··· Data for processing ···
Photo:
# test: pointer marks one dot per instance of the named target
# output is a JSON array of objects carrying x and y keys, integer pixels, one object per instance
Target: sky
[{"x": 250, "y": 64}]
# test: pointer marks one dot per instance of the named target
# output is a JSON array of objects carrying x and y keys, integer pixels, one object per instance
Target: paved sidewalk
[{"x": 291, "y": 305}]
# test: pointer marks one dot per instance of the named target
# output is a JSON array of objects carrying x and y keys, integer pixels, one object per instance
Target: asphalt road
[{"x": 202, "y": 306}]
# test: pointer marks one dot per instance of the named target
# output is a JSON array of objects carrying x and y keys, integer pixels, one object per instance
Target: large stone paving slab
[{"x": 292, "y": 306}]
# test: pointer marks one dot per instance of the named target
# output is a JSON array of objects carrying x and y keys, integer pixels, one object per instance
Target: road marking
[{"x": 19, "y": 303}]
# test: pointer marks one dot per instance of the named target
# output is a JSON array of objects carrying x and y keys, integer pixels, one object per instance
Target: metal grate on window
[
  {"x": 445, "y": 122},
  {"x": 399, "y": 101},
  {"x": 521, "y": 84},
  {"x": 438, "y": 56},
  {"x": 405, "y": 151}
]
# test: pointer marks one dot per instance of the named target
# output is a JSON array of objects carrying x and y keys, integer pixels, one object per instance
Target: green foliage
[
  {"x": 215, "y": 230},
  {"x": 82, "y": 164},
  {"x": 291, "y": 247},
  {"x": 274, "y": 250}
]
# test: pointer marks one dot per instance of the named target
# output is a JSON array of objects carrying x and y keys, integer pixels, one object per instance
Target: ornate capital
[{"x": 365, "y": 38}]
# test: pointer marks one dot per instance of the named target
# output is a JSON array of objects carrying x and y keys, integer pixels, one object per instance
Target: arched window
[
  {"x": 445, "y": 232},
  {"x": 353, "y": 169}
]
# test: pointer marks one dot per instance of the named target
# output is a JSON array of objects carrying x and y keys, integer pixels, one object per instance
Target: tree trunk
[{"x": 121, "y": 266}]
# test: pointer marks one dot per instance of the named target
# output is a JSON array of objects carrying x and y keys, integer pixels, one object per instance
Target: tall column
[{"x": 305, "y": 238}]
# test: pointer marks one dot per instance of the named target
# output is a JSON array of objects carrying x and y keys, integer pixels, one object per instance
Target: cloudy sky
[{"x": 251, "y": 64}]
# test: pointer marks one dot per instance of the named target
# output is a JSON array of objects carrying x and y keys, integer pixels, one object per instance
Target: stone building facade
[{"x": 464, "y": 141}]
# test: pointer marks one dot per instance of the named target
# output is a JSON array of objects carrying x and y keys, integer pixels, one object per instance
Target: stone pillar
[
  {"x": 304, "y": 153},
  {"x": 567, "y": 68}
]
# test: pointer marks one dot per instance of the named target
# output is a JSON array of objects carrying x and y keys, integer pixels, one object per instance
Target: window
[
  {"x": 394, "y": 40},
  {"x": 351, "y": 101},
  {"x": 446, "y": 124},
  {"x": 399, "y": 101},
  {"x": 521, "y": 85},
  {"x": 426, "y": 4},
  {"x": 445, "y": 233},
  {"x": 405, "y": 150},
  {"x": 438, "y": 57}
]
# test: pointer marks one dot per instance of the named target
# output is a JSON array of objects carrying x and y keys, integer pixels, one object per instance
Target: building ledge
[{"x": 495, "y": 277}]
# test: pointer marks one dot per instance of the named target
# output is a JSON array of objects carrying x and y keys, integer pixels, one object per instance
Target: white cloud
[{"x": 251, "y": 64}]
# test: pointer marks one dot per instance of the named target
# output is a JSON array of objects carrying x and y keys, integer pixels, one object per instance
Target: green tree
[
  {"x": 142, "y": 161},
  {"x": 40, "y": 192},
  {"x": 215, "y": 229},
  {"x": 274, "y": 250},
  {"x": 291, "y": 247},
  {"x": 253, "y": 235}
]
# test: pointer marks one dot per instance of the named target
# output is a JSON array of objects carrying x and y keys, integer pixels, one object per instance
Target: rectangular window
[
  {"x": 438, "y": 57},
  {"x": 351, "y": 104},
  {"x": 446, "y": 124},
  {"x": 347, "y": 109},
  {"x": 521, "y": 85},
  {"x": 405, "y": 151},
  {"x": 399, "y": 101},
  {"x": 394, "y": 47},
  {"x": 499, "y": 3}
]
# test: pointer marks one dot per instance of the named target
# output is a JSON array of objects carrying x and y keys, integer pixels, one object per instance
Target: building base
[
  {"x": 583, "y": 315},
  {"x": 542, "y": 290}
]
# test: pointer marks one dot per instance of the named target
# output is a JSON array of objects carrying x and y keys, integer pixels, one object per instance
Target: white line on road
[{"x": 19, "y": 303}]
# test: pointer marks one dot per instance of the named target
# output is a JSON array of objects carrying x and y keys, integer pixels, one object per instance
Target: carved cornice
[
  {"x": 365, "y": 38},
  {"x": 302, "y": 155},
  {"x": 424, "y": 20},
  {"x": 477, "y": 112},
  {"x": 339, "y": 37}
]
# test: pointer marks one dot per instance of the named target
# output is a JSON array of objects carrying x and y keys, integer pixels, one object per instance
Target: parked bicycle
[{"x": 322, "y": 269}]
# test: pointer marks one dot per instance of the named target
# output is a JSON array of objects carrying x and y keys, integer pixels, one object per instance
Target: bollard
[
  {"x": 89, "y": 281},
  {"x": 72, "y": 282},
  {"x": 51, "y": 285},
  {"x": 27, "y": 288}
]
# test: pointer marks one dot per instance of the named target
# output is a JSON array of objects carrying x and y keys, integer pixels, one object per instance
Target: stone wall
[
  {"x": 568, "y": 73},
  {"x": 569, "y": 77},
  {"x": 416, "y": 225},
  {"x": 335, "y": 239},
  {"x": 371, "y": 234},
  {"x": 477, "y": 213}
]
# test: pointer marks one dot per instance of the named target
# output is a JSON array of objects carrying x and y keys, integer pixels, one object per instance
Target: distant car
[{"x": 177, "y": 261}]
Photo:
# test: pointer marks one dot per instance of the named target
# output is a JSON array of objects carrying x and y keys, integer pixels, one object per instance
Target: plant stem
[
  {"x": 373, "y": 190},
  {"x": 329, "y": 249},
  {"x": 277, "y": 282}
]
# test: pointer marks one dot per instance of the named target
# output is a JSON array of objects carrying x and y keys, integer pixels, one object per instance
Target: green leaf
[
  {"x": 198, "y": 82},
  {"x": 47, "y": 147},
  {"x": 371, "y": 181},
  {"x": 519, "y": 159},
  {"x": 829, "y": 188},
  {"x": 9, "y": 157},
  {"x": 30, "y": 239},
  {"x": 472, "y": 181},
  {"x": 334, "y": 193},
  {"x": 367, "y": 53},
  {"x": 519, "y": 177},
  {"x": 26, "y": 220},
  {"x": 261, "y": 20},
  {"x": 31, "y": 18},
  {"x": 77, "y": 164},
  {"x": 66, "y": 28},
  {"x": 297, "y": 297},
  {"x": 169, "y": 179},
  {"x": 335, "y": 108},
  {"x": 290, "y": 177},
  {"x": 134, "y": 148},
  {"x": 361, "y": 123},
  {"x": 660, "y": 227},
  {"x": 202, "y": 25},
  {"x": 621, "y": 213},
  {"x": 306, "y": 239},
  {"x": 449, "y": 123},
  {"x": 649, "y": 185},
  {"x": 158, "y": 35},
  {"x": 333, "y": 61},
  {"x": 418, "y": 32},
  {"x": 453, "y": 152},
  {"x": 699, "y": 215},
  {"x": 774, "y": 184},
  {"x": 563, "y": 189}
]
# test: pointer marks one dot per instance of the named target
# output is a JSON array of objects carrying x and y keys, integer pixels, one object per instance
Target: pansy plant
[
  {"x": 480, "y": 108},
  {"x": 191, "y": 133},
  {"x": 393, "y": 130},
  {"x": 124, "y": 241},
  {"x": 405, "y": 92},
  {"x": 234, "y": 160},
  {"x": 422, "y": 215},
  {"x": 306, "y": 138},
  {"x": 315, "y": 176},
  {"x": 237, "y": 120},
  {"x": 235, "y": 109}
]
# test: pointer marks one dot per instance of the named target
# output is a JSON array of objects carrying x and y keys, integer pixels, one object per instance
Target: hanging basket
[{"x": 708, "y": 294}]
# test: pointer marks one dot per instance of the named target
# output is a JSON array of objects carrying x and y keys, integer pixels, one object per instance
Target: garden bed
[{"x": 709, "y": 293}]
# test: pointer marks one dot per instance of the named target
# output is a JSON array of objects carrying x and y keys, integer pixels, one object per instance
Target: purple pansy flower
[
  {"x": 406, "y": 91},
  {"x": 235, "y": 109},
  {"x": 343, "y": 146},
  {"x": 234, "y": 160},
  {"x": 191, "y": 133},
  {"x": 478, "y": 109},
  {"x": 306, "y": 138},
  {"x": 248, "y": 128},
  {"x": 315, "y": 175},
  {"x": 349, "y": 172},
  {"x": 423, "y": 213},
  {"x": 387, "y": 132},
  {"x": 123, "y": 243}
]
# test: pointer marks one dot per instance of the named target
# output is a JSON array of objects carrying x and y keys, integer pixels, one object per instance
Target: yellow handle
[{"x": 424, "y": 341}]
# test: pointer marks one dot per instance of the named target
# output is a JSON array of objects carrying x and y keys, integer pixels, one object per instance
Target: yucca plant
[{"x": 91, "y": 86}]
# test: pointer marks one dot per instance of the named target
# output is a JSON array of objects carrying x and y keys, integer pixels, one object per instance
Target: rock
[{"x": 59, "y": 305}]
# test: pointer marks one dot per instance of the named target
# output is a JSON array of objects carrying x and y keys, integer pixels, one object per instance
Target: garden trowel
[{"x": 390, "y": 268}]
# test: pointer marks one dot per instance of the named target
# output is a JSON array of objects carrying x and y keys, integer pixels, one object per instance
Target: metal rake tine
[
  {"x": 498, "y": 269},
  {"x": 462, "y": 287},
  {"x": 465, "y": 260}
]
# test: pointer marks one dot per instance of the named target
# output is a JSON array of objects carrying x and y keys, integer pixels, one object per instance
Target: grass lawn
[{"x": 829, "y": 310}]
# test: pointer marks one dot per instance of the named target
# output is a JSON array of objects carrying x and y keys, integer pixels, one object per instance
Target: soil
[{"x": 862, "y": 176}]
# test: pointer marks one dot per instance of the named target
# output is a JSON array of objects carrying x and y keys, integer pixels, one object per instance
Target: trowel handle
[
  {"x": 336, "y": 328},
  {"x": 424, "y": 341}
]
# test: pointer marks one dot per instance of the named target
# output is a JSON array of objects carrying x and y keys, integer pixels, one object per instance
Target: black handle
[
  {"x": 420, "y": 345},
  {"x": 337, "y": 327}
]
···
## Exercise details
From the items above, pull out every line that contains the string "metal".

## Answer below
Target: metal grate on window
Target: metal rake tine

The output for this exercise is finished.